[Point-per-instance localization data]
##########
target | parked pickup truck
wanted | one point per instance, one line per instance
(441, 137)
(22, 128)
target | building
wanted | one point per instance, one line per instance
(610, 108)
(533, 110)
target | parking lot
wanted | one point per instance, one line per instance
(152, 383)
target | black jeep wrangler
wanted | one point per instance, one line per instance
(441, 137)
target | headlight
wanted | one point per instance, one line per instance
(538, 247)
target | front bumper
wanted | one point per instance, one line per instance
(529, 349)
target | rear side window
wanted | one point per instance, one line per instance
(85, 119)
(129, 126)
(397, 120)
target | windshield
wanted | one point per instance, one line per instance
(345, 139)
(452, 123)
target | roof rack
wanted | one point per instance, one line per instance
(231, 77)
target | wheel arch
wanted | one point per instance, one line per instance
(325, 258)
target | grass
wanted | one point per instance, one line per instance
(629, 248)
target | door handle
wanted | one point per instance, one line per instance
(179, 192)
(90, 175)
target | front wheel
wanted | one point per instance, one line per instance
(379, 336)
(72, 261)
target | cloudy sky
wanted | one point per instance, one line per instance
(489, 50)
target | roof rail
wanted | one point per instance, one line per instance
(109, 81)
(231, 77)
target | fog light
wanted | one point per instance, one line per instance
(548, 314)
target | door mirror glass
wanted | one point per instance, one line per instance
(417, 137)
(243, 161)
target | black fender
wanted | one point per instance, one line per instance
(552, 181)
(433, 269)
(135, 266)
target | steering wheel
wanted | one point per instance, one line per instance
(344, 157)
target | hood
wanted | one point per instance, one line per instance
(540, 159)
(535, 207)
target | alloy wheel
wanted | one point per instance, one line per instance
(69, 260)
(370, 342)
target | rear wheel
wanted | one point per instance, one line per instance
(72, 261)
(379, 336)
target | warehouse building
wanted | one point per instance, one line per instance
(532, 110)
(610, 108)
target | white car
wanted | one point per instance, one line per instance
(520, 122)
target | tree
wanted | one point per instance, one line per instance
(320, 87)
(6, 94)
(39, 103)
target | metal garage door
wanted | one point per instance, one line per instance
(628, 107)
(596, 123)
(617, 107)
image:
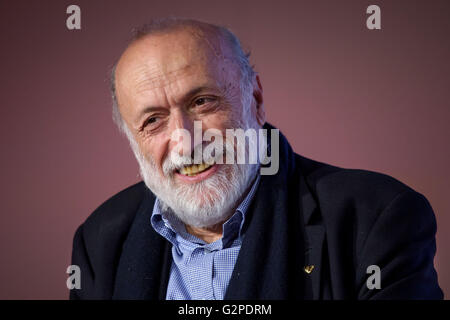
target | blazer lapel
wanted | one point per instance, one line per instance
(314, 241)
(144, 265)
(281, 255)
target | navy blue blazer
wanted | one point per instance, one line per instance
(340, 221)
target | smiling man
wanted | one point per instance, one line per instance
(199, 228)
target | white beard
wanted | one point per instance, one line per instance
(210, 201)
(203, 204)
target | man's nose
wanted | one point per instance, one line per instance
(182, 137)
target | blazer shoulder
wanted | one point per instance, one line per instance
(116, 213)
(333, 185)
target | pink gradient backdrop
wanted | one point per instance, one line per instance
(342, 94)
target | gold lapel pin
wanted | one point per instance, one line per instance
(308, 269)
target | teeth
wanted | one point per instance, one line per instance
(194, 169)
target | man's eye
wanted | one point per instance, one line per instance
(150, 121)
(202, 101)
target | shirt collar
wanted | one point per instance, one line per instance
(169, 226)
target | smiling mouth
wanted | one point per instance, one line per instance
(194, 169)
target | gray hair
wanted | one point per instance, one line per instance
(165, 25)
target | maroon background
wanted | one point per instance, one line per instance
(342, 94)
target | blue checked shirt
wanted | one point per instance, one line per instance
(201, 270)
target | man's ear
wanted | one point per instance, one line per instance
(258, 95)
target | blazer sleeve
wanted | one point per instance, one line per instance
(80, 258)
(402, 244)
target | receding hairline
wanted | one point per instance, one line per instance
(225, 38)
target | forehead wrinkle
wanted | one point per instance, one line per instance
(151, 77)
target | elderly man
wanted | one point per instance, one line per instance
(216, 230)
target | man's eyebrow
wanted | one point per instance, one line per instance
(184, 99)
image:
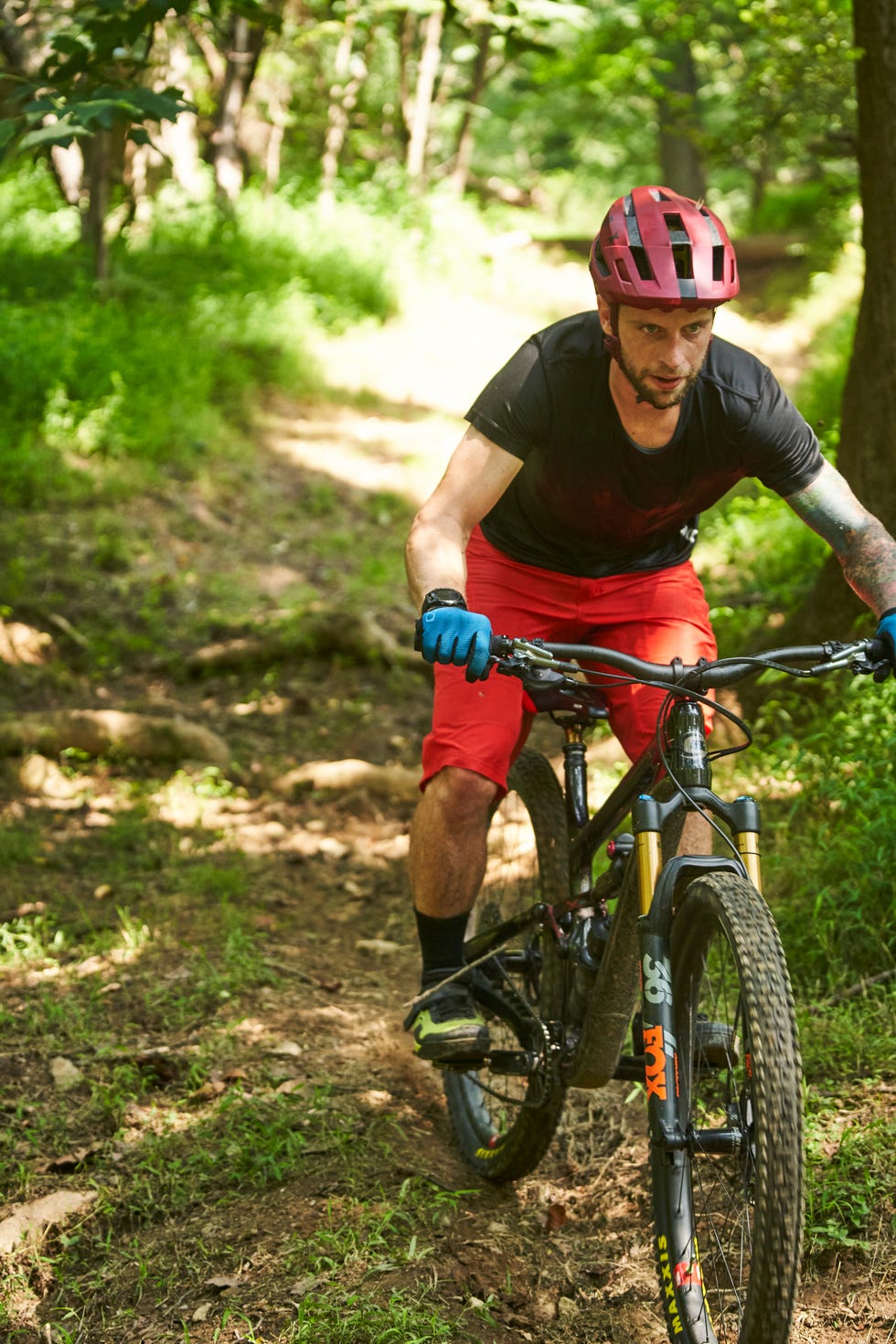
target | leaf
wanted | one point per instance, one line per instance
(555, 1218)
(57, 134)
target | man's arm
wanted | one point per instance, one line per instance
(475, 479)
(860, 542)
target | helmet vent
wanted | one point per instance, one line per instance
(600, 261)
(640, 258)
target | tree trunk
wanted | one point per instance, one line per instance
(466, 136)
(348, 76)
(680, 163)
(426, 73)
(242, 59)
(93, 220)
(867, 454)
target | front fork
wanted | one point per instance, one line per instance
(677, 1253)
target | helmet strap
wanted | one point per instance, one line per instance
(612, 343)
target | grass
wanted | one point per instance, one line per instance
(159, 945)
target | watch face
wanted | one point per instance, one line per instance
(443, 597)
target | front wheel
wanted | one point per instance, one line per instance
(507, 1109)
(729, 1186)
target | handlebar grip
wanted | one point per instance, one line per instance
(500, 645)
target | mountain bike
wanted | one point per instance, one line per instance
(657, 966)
##########
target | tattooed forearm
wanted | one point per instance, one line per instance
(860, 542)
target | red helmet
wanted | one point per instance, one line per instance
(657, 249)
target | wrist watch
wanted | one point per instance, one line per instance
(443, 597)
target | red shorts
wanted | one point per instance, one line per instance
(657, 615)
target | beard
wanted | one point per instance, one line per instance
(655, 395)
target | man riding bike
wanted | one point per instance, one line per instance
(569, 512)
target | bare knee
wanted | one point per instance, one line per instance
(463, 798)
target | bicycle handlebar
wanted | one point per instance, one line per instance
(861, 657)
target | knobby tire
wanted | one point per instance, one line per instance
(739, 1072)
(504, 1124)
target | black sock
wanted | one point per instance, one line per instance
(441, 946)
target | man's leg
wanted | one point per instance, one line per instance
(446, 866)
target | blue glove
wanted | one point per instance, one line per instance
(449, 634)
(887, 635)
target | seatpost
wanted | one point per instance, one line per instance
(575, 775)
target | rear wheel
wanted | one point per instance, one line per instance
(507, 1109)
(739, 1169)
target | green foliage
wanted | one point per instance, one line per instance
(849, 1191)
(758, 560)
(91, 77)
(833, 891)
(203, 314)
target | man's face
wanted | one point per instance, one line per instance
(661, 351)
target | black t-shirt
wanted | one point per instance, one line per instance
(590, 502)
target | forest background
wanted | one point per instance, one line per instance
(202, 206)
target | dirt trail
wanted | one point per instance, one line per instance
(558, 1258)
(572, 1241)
##########
> _Task to carry out_: All that belongs in your answer is the stretch of entries above from the line with "target | black fender" through the line with "target | alloy wheel", printed exactly.

> _Answer section_:
target | black fender
wanted | one point per instance, one line per instance
(552, 181)
(433, 269)
(135, 266)
target | steering wheel
wanted | one point per instance, one line per instance
(344, 157)
target | hood
wanted | one point per instance, one line per instance
(540, 159)
(535, 207)
target | alloy wheel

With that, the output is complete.